▸ PAGE EXCERPT:
★ ★ ★ ★ ★
Nondualist Vedanta Theology as Propounded by Sri Sankara
Lecturer: Professor M. N. Narasimhachary

Day & Time: Trinity Term, Thursdays, 4 PM, Weeks 1-4

Place: Christ Church, Lecture Room 2

Aims:
This is a course of four lectures on the Nondualist (Advaita) Vedanta theological system as propounded by Sri Sankara, the 8th century CE Hindu theologian. The aim is to focus on the contribution of Sankara to Vedanta theology in general and to Nondualist Vedanta in particular. Theistic Vedanta, articulated by later Vedanta theologians such as Ramanuja, Madhva, and Vallabha, cannot be fully understood without a proper understanding of the works of Sankara.

Objectives:
Familiarity with the historical and cultural background in which Sankara appeared.

Familiarity with the key concepts of the Advaita theology: for example, Brahman (as Ultimate Reality), Brahman with positive form (saguna) and without form (nirguna), the nature of the individual soul, the world as material nature, ignorance as a personal and cosmic phenomenon (avidya, maya), and living liberation (jivanmukti).

Materials necessary for a comparative study of Advaita and other systems of Vedanta.

Lecture schedule (first four weeks of Trinity term):
Introduction: Sri Sankara, his life and teachings; his predecessors; his critique of the systems of Buddhism and Jainism; his successful reestablishment of the Vedanta method of interpreting the Upanisads and systematizing their teachings.

Sankara's commentaries on the three basic textual resources of Vedanta: the Upanishads, the systematized synthesis of the Upanisads known as the Brahma Sutras, and the famous Bhagavad Gita; key concepts such as those mentioned above under Objectives.

Sankara as a poet, composer of praise hymns such as the Bhaja Govinda Stotra and the Kanaka Dhara Stotra; a consideration of the philosophy reflected in them.

Post-Sankara Nondualist Vedanta classics such as the Brahmasiddhi, Naiskarmyasiddhi, Istasiddhi and the Advaita Siddhi.

Concluding remarks; the debt of gratitude later Vedanta writers owe to him.
★ ★ ★ ★ ★
▸ MATERIAL TO PROCESS:
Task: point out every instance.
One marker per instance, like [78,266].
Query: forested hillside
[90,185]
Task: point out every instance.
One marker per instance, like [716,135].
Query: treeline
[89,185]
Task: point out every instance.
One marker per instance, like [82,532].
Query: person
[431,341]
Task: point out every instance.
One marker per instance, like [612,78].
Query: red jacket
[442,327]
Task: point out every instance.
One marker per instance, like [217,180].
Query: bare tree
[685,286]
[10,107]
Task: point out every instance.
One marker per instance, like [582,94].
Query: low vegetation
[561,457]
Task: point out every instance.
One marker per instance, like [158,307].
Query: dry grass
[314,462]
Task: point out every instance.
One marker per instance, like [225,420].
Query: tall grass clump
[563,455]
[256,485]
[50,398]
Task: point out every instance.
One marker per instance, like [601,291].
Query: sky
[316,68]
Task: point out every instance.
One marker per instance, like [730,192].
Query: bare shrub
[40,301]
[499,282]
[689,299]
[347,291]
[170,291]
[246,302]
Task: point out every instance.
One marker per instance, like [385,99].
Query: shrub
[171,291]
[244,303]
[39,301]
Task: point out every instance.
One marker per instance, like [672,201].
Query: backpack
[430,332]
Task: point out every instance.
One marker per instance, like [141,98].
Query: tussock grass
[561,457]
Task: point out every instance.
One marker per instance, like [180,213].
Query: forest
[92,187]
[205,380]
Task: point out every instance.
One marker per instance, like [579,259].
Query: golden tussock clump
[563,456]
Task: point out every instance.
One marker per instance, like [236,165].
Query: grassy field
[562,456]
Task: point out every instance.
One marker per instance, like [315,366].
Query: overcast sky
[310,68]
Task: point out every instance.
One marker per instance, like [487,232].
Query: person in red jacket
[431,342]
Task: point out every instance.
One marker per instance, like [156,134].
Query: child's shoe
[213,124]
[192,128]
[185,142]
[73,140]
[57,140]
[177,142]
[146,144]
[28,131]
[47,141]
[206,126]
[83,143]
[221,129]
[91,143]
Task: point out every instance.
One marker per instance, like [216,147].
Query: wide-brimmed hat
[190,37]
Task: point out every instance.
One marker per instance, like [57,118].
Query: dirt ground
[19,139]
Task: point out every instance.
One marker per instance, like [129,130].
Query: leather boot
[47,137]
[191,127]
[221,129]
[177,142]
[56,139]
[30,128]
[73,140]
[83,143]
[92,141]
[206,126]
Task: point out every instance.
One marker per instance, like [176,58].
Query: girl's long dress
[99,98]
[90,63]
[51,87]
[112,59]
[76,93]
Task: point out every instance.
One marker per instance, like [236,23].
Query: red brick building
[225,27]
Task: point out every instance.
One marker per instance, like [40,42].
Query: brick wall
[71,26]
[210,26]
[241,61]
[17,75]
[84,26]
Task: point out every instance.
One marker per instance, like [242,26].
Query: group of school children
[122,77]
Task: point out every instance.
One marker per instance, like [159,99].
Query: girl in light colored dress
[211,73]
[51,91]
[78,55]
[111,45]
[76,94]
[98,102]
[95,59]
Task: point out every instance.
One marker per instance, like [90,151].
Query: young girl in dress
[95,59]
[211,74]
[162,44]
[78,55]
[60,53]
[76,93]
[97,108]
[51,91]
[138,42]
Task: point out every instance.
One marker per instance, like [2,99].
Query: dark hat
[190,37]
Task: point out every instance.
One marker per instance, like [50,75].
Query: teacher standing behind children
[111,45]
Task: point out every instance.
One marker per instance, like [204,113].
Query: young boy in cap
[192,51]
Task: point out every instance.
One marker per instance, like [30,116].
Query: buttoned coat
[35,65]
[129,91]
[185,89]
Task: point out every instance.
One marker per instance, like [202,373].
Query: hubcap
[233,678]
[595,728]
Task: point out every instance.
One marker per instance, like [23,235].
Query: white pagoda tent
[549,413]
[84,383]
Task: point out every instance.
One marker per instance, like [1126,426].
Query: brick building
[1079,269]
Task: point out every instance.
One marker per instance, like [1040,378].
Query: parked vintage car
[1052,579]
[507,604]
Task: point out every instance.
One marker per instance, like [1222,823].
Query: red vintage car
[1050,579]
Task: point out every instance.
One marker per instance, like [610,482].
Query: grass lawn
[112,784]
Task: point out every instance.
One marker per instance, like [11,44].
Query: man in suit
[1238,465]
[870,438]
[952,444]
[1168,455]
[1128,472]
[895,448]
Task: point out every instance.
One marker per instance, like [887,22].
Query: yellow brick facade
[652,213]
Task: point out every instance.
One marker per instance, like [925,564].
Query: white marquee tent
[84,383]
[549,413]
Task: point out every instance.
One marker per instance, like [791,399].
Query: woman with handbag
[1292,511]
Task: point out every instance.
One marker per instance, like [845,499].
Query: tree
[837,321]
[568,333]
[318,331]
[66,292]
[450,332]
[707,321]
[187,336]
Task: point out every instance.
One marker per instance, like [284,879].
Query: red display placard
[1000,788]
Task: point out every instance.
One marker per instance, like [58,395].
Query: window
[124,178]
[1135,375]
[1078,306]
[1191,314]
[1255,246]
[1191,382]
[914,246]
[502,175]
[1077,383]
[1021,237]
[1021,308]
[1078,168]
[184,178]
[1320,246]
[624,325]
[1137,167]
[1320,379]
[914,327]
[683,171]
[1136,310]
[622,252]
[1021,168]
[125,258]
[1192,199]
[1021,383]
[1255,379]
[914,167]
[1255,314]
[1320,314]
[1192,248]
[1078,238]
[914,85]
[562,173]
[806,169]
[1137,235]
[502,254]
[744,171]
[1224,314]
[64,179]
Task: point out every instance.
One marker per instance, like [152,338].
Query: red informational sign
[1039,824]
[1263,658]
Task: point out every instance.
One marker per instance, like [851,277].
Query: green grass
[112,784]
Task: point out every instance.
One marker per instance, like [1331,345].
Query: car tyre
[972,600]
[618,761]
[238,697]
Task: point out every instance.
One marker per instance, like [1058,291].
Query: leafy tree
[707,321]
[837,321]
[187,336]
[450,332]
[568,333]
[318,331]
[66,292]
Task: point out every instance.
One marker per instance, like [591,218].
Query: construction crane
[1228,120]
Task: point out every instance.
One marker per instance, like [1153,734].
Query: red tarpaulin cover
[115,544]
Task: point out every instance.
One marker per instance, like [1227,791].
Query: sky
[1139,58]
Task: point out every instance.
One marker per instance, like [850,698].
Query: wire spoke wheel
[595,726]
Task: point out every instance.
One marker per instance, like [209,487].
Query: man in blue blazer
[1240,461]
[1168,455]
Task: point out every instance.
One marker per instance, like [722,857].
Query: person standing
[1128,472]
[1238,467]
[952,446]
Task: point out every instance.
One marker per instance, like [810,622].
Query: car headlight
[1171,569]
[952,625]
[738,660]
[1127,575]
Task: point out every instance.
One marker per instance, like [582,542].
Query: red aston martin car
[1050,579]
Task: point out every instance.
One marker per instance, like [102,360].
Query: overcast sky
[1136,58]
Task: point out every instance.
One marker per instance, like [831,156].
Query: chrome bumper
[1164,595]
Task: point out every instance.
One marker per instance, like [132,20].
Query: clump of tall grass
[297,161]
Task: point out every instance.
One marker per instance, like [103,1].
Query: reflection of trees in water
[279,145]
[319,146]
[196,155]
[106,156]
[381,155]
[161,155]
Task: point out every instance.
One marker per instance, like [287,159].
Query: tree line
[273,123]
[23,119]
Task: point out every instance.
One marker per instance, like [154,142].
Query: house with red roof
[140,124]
★ ★ ★ ★ ★
▸ PROBLEMS TO WORK ON:
1. According to the course description, why does the course focus on Sankara's contribution to Vedanta theology? Answer in one to three sentences.
2. Pick out every line of the rows that contains the word "person", and copy each one.
The rows are unrelated to the course description.

▸ THE RESPONSES:
1. Theistic Vedanta, as later theologians such as Ramanuja, Madhva, and Vallabha articulated it, cannot be fully understood without a proper understanding of Sankara's works.

2.
Query: person
Query: person in red jacket
Query: person standing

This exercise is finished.